> **Work required**
Below this line is a set of entries; quote exactly the lines from the line that contains "[ ] one point per instance of the sandy shore" to the line that contains "Target: sandy shore", both lines included.

........

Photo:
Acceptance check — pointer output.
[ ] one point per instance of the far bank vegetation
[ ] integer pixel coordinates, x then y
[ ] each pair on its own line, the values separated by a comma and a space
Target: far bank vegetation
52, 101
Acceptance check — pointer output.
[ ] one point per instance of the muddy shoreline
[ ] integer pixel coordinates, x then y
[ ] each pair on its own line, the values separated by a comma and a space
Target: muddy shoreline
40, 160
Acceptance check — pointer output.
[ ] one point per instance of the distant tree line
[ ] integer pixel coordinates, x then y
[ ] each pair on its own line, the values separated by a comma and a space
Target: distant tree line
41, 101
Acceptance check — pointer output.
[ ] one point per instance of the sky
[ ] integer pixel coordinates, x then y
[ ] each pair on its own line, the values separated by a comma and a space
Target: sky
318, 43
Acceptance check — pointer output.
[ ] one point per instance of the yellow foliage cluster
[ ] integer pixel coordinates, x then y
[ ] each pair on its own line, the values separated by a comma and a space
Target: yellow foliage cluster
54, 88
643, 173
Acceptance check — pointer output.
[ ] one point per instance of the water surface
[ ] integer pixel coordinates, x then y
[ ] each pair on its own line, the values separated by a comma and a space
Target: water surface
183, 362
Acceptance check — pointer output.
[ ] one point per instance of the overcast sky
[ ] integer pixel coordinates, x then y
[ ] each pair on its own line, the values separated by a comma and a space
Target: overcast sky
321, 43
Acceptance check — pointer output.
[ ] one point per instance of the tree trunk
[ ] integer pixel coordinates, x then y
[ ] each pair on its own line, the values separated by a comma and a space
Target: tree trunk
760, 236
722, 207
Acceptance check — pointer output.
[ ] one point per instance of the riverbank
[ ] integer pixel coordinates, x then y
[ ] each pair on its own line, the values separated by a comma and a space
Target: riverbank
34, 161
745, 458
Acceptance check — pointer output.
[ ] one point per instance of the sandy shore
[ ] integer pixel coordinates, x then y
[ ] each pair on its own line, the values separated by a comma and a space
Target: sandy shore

........

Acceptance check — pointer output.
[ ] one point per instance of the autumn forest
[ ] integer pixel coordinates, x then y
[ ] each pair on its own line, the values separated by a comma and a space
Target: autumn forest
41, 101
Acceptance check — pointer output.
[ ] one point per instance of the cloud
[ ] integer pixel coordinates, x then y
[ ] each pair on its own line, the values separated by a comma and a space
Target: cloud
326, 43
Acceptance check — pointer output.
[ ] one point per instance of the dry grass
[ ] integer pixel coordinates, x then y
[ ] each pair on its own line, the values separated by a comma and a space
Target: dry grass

........

> **Task response**
[ ] one point per instance of the sandy shore
[ ] integer pixel coordinates, x then y
[ ] each pair on its own line, the values separated by a comma and a space
Target: sandy shore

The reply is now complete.